What is required
Everything from the line that contains "Reviewer note: check that each instance of the house" through the final line of the records should be written out exactly, and nothing outside that span.

Dataset entries
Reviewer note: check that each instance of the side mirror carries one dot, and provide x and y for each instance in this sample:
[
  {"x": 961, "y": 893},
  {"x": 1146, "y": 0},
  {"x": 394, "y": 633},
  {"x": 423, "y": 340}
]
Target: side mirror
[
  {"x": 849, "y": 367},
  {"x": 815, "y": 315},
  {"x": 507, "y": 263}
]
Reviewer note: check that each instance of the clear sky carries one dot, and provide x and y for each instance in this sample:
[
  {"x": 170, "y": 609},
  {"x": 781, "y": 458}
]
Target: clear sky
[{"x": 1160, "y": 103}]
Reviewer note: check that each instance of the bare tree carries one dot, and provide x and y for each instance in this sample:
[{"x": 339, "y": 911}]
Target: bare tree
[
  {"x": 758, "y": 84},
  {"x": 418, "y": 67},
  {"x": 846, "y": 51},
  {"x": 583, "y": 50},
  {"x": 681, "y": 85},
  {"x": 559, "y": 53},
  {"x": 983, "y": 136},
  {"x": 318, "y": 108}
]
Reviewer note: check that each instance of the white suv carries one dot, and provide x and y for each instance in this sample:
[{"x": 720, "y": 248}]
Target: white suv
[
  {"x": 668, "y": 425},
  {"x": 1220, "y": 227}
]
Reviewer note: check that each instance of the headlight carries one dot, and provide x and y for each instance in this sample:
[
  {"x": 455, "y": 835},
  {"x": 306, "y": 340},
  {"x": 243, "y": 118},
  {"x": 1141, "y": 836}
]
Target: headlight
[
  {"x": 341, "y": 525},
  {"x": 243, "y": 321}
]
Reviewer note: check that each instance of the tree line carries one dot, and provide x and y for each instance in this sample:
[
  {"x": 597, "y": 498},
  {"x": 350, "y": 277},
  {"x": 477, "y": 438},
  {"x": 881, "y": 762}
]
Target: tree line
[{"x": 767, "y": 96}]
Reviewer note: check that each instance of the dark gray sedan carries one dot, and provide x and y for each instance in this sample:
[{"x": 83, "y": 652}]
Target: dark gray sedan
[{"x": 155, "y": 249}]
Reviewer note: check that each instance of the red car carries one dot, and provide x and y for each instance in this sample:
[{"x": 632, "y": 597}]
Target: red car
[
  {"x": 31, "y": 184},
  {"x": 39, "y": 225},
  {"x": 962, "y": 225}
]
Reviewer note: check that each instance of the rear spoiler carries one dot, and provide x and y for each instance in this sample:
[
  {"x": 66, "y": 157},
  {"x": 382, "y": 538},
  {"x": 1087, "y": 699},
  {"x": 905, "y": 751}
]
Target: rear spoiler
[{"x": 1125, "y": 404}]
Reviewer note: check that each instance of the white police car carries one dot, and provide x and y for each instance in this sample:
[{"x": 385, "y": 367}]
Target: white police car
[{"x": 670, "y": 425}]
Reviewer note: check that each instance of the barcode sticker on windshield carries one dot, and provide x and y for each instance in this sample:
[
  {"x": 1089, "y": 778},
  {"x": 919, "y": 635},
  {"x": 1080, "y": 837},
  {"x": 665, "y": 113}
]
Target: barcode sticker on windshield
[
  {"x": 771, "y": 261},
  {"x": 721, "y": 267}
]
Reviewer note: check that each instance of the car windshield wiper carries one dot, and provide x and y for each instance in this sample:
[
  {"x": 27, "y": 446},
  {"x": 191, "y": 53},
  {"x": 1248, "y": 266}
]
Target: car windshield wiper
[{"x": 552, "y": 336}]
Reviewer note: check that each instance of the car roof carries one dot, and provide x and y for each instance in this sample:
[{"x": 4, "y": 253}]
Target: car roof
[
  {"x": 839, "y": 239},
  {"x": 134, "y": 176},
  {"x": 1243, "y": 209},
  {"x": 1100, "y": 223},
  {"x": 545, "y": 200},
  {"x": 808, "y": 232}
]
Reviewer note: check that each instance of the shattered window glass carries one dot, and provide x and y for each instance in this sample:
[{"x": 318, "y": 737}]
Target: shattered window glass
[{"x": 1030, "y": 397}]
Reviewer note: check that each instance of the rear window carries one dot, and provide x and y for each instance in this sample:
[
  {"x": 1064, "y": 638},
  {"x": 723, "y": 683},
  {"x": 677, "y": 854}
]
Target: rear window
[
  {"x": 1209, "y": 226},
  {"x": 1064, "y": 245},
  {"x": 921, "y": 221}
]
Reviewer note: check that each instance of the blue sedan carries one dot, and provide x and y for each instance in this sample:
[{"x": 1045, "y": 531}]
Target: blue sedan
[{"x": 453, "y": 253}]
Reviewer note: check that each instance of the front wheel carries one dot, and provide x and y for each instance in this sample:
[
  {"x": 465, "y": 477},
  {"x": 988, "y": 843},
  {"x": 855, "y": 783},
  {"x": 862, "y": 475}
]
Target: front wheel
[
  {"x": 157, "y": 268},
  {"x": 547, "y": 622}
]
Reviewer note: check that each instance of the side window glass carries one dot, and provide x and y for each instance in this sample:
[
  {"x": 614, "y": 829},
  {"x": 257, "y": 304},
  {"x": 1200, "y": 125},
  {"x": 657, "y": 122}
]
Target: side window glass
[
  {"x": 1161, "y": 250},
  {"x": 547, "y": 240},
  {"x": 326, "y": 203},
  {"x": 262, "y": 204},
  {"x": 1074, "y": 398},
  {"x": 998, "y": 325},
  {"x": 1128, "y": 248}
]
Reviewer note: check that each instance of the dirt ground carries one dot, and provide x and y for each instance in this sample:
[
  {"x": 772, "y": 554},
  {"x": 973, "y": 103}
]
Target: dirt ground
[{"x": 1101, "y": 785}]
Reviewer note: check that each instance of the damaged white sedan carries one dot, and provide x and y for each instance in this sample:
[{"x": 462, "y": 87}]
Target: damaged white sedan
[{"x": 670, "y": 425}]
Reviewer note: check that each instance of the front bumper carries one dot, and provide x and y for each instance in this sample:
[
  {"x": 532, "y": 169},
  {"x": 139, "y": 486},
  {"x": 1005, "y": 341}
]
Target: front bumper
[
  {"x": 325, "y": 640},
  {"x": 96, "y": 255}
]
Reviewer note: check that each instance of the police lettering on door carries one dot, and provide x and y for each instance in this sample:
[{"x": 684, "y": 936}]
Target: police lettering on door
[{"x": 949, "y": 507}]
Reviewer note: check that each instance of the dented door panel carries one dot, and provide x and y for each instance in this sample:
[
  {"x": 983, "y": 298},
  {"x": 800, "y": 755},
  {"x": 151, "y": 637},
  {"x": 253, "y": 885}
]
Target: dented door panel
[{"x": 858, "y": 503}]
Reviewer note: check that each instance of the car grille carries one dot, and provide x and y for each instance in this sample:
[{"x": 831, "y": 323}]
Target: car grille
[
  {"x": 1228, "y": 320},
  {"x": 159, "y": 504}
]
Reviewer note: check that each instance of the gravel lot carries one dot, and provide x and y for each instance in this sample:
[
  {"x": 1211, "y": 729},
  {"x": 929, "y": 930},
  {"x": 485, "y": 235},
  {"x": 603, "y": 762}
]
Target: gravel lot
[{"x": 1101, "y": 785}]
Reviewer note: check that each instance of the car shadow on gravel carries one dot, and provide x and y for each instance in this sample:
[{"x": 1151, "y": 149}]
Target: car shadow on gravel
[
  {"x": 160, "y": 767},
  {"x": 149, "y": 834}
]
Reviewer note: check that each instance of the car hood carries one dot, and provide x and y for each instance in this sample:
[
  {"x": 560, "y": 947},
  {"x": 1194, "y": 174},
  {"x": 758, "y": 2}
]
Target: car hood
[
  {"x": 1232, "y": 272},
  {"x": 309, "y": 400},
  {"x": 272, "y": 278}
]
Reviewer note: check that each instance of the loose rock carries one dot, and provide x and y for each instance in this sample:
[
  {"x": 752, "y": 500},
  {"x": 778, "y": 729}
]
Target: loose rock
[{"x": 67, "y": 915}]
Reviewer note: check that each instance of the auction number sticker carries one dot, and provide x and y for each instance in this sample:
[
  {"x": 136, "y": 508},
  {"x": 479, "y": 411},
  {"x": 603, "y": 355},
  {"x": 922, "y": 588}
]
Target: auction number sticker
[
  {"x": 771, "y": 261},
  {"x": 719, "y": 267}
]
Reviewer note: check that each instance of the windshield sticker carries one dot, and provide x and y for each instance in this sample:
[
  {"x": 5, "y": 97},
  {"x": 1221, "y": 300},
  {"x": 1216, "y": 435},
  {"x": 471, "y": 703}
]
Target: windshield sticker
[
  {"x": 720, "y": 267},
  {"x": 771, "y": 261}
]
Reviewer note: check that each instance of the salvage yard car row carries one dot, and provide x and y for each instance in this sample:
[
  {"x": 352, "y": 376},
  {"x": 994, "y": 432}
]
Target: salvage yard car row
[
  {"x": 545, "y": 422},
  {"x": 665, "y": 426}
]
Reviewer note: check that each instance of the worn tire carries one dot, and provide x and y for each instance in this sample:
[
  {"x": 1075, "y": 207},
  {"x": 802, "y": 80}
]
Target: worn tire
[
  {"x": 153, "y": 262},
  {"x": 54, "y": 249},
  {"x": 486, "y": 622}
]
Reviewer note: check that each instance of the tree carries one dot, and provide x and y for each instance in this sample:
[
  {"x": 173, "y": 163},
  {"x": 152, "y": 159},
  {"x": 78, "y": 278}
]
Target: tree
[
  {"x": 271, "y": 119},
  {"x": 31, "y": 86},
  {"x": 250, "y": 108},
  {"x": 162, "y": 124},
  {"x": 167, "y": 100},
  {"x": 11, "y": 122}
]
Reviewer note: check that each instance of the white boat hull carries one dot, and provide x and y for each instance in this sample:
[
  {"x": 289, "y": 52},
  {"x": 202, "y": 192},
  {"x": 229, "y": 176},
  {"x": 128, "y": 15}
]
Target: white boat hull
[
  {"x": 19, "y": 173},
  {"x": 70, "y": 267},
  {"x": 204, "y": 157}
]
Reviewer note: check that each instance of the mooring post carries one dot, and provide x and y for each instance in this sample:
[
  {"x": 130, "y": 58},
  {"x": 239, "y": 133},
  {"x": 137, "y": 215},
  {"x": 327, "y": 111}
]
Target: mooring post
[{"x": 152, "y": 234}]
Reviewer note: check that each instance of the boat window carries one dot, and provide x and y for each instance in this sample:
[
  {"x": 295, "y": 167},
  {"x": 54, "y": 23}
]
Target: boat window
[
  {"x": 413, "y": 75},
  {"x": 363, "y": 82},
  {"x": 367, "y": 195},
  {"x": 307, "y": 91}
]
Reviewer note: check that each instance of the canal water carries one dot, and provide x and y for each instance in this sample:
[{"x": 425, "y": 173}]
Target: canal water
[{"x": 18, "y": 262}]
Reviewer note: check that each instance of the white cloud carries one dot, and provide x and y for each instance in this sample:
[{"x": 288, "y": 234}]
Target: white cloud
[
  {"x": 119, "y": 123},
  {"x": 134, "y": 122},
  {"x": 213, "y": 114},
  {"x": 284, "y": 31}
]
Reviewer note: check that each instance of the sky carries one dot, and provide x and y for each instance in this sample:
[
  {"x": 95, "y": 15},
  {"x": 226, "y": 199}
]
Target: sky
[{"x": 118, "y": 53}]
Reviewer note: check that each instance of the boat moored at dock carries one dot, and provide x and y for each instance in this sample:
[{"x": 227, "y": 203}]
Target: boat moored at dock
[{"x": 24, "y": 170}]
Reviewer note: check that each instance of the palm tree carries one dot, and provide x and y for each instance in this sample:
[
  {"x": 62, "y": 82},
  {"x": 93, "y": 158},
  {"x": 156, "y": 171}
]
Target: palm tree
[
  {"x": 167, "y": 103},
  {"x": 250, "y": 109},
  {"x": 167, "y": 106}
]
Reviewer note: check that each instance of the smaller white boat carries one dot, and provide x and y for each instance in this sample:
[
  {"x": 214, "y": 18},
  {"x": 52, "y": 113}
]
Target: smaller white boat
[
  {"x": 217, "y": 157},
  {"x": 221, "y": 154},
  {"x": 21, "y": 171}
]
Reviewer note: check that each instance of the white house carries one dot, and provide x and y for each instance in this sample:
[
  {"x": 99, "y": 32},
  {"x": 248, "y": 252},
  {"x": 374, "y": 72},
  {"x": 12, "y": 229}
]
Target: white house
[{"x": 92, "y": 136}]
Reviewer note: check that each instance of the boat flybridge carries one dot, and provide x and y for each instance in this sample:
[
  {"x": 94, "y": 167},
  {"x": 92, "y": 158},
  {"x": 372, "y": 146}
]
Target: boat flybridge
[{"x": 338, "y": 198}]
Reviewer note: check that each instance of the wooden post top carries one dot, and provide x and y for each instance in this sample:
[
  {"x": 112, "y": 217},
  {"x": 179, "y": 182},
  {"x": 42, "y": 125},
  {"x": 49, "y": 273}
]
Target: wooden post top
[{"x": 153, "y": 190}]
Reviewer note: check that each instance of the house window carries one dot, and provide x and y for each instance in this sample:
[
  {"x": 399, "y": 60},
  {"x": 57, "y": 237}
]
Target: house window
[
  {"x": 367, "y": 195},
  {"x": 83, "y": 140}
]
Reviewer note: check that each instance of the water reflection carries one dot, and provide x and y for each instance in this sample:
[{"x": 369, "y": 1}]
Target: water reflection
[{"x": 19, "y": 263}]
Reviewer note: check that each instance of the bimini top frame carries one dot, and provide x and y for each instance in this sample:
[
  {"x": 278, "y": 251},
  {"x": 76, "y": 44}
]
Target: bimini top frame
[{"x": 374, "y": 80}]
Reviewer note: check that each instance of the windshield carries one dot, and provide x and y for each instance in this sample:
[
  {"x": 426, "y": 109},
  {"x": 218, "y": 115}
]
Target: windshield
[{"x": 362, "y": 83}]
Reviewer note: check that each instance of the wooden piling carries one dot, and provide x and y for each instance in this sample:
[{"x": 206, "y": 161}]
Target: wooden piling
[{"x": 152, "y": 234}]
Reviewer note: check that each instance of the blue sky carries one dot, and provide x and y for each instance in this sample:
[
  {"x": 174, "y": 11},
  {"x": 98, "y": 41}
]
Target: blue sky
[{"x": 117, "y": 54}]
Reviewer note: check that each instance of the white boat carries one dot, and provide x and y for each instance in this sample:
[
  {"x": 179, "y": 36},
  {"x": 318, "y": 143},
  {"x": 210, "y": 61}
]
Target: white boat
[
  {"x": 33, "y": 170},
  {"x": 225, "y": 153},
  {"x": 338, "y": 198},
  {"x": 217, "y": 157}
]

Expected answer
Reviewer note: check that each instance of the house window carries one dot, and provide x and y for each instance in this sample:
[
  {"x": 399, "y": 60},
  {"x": 57, "y": 237}
]
Target: house window
[
  {"x": 367, "y": 195},
  {"x": 83, "y": 140}
]
Reviewer note: check that each instance of the water reflection carries one dot, and provide x and y for each instance in this sample:
[{"x": 369, "y": 1}]
Target: water reflection
[{"x": 19, "y": 263}]
Reviewer note: check that each instance of the bimini top frame carries one dot, and provide x and y for each instance in this sample:
[
  {"x": 278, "y": 251},
  {"x": 76, "y": 44}
]
Target: bimini top frame
[{"x": 374, "y": 80}]
Reviewer note: check that each instance of the windshield carries one dot, and provide x and y for each instance in this sample:
[
  {"x": 426, "y": 109},
  {"x": 218, "y": 115}
]
Target: windshield
[{"x": 362, "y": 83}]
Reviewer note: check that each instance of the wooden piling carries one dot, and provide x and y for each instance in this sample:
[{"x": 206, "y": 161}]
Target: wooden piling
[{"x": 152, "y": 234}]
Reviewer note: check that each instance of the blue sky carries one dot, and provide x and y for each instance in this sample:
[
  {"x": 174, "y": 11},
  {"x": 98, "y": 41}
]
Target: blue sky
[{"x": 117, "y": 54}]
Reviewer note: check that each instance of the white boat carries one dot, and provide x and y for each instance in this sample:
[
  {"x": 179, "y": 36},
  {"x": 318, "y": 143},
  {"x": 210, "y": 61}
]
Target: white boat
[
  {"x": 33, "y": 170},
  {"x": 225, "y": 153},
  {"x": 338, "y": 198},
  {"x": 217, "y": 157}
]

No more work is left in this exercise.